** Problem statement **
Please show each line of the records below that contains the word "breakwater". Matching is case-sensitive.

** Record set **

==*==

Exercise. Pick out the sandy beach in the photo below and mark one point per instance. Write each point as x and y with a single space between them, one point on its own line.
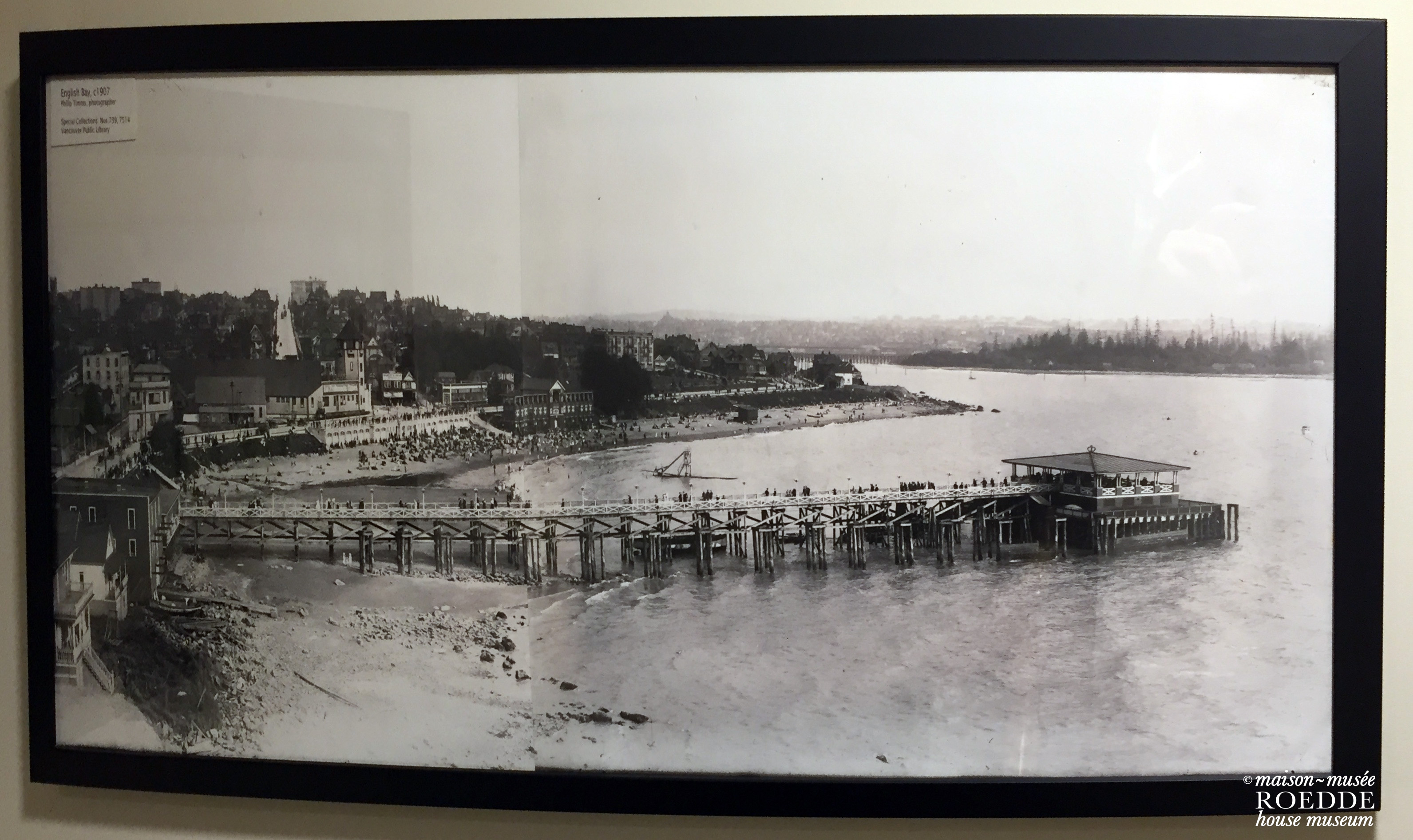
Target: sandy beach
342 473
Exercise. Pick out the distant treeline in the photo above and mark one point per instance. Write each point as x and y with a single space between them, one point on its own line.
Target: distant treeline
1145 351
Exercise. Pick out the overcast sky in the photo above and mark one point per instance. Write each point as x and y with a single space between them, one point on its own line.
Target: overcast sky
1076 195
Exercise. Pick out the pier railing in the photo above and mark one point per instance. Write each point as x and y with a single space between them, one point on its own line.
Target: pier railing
540 510
1111 492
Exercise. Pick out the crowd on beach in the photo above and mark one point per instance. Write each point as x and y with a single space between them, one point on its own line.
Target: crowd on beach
460 442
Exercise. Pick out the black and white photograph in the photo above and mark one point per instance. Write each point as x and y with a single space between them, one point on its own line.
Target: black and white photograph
840 422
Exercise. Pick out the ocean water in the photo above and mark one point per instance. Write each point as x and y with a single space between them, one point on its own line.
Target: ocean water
1178 660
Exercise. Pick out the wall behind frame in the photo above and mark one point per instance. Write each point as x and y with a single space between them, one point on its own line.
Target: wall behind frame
37 811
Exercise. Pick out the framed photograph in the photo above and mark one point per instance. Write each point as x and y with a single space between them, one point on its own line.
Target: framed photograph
834 417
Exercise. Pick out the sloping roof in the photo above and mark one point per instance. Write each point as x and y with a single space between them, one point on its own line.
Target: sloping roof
352 331
231 390
283 378
540 386
1094 464
88 544
147 488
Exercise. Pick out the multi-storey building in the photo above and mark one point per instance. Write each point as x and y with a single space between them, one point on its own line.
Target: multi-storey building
629 343
140 516
107 371
461 396
146 287
105 300
300 290
545 406
149 398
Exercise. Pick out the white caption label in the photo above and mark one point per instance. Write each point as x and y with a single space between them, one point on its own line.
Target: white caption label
92 110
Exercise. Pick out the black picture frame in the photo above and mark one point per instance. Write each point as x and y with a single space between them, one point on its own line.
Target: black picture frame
1356 50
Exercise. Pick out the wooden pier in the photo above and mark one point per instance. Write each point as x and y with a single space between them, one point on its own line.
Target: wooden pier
1060 506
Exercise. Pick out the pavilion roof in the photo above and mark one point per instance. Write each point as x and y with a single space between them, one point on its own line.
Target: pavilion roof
1094 464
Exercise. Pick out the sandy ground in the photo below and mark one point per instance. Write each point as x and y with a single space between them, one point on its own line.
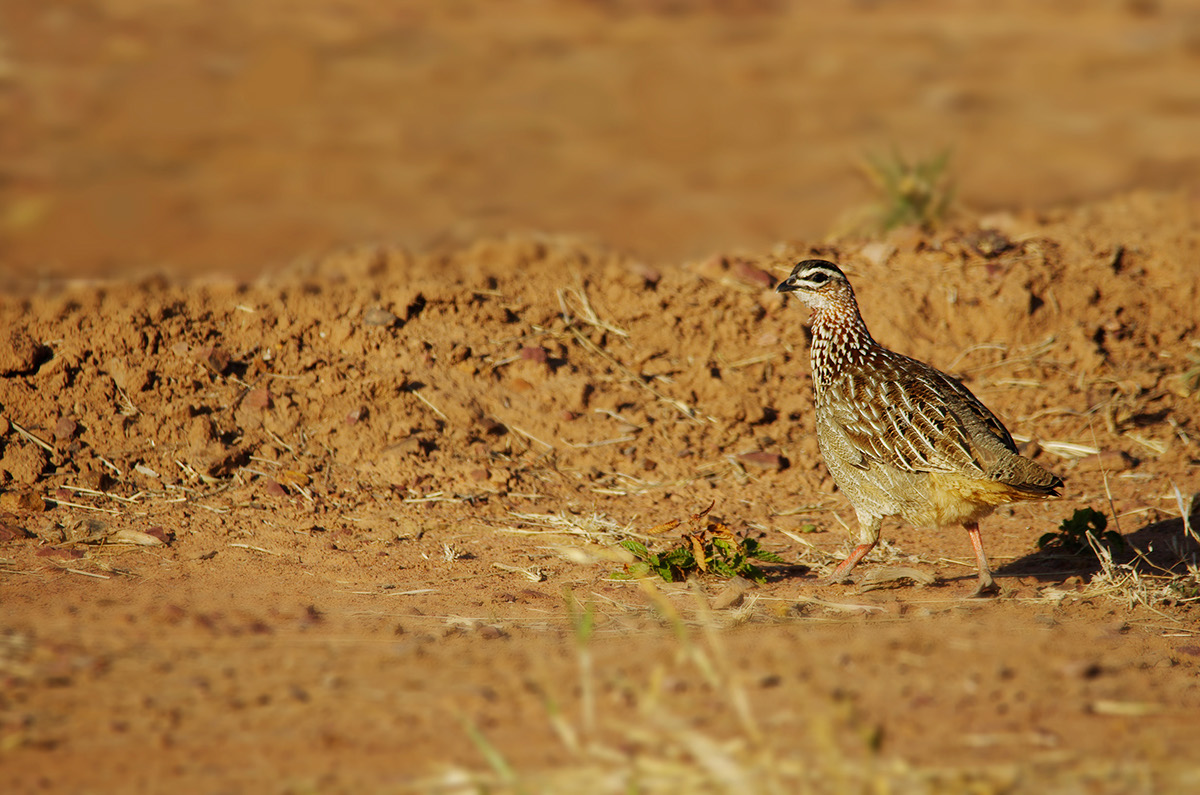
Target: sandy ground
304 516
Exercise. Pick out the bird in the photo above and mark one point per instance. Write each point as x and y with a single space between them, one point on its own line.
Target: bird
900 437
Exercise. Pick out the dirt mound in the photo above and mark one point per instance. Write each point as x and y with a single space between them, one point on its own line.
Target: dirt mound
414 454
479 370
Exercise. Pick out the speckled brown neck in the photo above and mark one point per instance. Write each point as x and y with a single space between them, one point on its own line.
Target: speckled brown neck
839 340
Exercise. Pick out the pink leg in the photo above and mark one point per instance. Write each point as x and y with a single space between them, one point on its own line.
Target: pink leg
843 572
987 585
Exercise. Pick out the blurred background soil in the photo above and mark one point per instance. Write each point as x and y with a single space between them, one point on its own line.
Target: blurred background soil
342 342
191 137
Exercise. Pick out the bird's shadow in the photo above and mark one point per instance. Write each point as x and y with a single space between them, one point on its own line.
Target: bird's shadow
1158 549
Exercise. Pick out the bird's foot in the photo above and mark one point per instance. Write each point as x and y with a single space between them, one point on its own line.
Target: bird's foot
985 589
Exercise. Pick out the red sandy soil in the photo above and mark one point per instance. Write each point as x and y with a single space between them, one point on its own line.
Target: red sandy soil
319 530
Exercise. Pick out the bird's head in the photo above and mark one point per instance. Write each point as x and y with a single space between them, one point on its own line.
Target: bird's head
819 284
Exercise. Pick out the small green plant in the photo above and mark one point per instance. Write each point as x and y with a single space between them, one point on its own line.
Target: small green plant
709 548
1072 535
911 193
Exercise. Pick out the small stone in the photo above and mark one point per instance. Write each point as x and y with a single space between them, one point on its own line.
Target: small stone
64 554
732 595
24 462
65 429
378 316
259 398
11 531
163 535
215 358
18 353
765 460
1108 461
534 353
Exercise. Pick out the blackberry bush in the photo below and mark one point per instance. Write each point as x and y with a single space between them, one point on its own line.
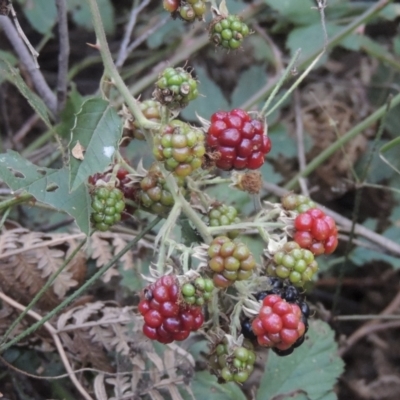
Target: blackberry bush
293 263
232 363
316 232
237 141
223 215
228 32
297 202
166 317
175 87
229 261
180 147
197 292
279 323
107 204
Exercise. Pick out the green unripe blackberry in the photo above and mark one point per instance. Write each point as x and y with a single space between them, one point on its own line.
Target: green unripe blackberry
181 148
154 195
175 87
107 204
151 109
229 261
234 363
222 215
297 202
197 292
228 32
293 263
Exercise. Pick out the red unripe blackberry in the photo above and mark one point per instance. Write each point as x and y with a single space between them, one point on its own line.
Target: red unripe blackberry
237 141
279 323
229 261
166 316
316 232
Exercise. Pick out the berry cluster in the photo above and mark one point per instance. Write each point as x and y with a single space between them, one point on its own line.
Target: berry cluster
154 195
229 261
233 364
228 32
180 147
187 10
297 202
316 232
294 263
166 318
237 141
290 294
175 88
197 292
222 215
124 183
108 204
278 323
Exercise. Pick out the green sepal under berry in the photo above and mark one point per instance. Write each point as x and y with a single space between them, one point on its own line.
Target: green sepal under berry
107 204
154 195
232 363
192 9
197 292
293 263
223 215
181 148
175 88
297 202
229 261
228 31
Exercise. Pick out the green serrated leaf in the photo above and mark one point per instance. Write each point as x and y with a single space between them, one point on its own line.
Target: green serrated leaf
73 105
311 370
249 83
49 186
205 385
13 75
41 14
97 129
81 15
210 99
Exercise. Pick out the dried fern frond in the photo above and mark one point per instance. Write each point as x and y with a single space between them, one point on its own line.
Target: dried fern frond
104 245
29 258
146 372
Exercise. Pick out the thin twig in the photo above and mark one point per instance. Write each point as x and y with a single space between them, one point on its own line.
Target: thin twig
34 53
124 51
57 342
26 60
372 326
63 54
301 153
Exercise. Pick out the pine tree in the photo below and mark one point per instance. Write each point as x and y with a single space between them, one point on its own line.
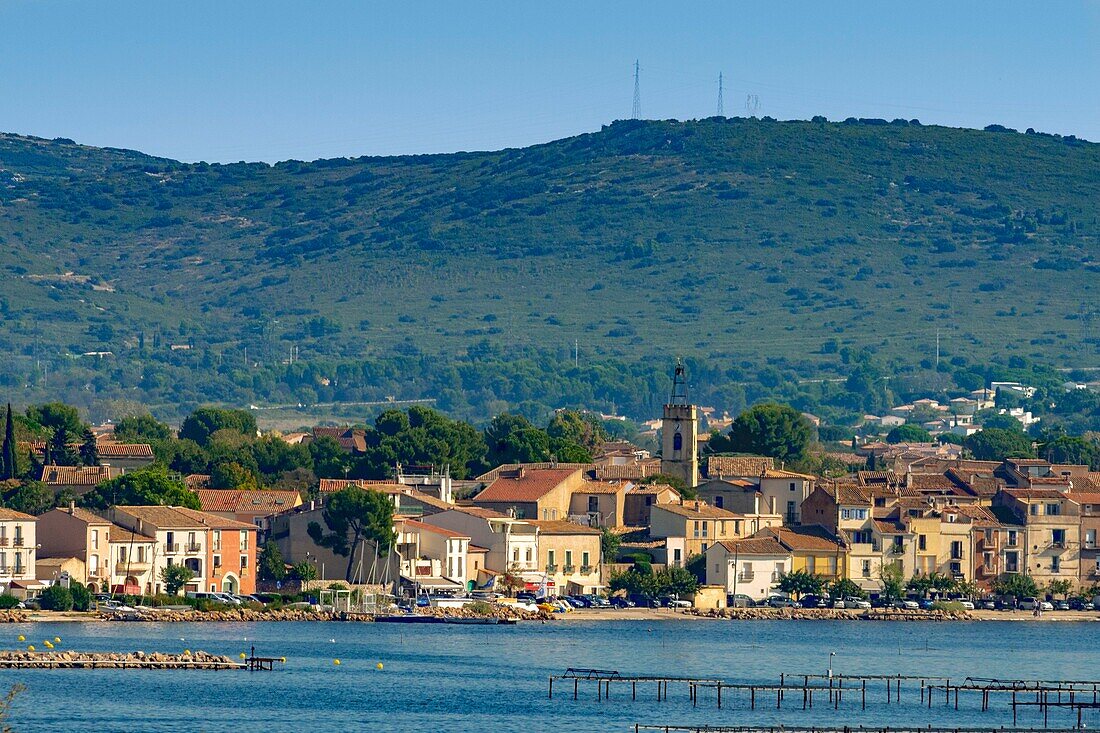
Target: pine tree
89 449
8 466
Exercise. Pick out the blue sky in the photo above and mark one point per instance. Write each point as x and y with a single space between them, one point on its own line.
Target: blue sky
238 79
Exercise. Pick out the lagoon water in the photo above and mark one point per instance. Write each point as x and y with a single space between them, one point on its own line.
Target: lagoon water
470 679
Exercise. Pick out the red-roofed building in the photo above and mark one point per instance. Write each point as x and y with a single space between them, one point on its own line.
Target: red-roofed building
532 493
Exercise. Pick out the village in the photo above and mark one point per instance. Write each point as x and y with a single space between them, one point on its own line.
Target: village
926 525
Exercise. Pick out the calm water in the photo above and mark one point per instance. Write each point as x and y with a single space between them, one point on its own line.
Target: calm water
471 679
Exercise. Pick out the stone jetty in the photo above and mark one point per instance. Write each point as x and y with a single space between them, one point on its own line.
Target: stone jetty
116 660
828 614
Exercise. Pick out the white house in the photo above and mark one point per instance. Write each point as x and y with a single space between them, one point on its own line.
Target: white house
747 567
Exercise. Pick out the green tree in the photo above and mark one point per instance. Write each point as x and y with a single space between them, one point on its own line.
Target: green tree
800 582
175 577
609 543
9 467
89 448
272 565
996 445
771 429
54 416
353 516
56 598
31 498
150 487
330 459
200 425
142 428
909 434
305 571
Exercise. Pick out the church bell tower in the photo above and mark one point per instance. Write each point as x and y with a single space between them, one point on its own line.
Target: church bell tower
680 433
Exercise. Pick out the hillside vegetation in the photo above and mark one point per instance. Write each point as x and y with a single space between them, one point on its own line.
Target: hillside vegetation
762 251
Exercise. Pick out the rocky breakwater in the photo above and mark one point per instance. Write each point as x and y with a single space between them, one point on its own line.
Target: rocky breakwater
116 660
828 614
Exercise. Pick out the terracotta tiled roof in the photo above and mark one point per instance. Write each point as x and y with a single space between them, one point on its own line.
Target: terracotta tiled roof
778 473
171 517
562 527
78 476
1025 494
488 477
420 526
603 488
230 500
525 485
124 450
805 537
697 511
719 466
755 546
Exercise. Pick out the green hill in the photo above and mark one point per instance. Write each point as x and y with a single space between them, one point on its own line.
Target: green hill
744 244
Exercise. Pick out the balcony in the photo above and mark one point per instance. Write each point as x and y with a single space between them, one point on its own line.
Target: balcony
131 567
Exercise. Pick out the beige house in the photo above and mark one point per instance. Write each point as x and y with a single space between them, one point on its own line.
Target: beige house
532 493
18 547
570 556
600 503
701 525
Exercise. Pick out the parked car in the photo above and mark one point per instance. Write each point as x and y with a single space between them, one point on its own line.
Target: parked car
740 601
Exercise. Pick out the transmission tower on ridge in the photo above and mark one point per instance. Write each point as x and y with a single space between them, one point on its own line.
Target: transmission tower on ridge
636 112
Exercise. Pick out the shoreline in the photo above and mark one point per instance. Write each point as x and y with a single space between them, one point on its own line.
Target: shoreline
613 614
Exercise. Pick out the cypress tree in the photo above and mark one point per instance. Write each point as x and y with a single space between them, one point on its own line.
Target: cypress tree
8 467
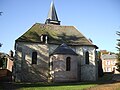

==*==

** Exercise answer **
Exercise. Pick out the rocky breakwater in the photo above and mark one point per instance. Write each point as x and y with a single space between them, one point on its own line.
Target: rocky breakwater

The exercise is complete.